* _WRITTEN PROBLEM_:
Rewrite everything from the line containing "the excavator track" down to the last of the lines, shifting every answer coordinate by -107. Keep all other lines as they are, including the sample coordinates.

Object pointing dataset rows
+++

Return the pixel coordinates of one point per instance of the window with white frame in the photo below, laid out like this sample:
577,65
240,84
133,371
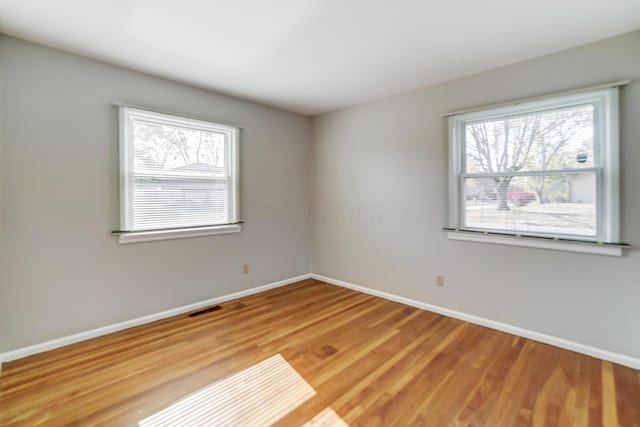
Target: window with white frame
546,168
177,173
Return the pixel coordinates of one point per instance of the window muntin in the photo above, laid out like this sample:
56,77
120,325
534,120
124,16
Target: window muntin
544,168
176,172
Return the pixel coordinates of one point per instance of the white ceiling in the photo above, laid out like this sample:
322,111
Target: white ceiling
313,56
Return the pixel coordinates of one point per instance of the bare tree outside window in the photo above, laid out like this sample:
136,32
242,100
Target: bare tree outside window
532,147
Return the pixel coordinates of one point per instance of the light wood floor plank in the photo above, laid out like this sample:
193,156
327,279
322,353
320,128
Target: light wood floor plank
372,361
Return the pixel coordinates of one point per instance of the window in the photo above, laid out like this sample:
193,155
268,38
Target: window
179,176
545,168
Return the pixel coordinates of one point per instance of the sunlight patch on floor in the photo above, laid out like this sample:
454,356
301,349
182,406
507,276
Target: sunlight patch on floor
258,396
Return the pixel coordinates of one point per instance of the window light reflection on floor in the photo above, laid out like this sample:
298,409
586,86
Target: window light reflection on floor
258,396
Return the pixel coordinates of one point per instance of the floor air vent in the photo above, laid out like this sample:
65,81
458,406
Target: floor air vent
206,310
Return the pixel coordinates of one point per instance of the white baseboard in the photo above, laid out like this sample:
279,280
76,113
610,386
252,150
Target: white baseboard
621,359
82,336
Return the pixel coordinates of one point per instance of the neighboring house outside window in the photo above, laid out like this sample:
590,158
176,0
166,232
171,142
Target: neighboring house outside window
179,176
546,169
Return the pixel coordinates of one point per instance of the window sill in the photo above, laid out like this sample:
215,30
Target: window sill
532,242
178,233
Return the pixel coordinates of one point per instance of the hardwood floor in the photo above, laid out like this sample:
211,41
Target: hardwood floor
372,361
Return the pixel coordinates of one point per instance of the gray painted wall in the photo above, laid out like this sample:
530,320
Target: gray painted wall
62,272
380,197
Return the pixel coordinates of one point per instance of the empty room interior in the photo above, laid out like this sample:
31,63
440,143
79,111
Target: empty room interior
320,213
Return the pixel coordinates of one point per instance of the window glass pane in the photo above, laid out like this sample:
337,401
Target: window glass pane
175,150
554,204
552,139
179,202
179,175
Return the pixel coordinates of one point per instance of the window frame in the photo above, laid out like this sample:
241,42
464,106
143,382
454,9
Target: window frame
606,162
128,234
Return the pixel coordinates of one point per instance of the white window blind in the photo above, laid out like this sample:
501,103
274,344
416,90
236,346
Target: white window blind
544,168
176,172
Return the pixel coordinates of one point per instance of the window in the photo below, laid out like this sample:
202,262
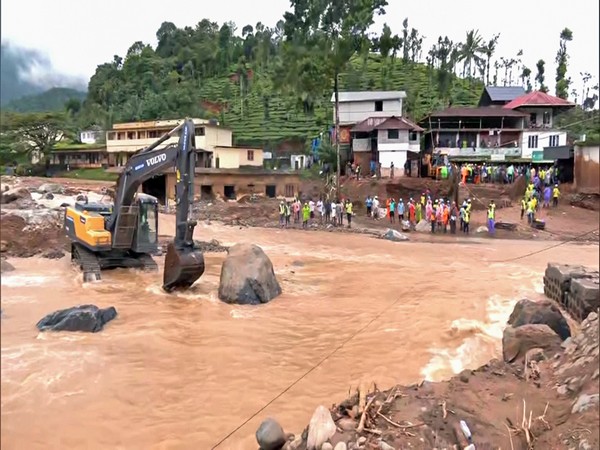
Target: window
532,141
393,134
546,118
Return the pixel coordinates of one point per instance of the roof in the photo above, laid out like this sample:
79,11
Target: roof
537,98
385,123
368,96
479,111
504,93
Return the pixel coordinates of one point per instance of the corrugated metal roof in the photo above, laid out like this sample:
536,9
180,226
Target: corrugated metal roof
504,93
368,96
481,111
537,98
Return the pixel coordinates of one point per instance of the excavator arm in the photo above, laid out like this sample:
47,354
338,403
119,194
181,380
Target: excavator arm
184,264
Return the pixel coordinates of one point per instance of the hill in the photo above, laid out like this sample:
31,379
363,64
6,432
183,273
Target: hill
51,100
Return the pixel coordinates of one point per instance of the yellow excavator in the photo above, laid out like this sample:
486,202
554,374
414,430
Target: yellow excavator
125,234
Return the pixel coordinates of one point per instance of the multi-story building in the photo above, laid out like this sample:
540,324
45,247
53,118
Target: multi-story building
519,130
372,128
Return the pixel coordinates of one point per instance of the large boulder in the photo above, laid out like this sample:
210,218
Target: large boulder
52,188
270,435
516,342
88,318
247,276
528,312
15,194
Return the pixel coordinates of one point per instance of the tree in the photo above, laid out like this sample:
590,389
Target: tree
562,82
336,29
488,50
539,77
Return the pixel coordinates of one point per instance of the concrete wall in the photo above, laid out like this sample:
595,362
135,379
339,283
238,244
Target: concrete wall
354,112
286,185
587,169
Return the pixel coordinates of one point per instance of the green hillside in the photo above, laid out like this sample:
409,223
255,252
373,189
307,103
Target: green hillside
49,101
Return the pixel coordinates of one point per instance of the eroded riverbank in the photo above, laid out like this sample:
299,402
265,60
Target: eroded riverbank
183,372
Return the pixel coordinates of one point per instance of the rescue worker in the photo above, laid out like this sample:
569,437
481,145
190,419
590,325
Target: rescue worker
349,212
491,217
305,215
555,195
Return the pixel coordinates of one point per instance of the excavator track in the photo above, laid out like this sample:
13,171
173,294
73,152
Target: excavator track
87,261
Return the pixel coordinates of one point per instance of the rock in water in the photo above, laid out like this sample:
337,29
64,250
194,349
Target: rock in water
320,429
270,435
247,276
393,235
15,194
528,312
516,342
88,318
5,266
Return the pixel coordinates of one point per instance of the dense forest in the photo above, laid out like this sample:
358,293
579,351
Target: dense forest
271,84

+++

* _SOLUTION TO THIS PROBLEM_:
Return the pixel coordinates of one point per instance of the excavator track in the photo above, laid out like this sample:
13,171
173,294
73,152
Target: excavator track
-20,154
Return the pixel coordinates of one point per instance of the rock in water in the photo above, laid out like this sample:
337,29
64,250
194,349
Target: rock in water
213,322
163,328
140,169
286,128
-92,87
421,205
409,235
-19,211
-102,159
Return the pixel coordinates of one point per instance of the dense forest in the photo above, laid out like this sample:
358,293
579,351
Target: dense forest
164,-23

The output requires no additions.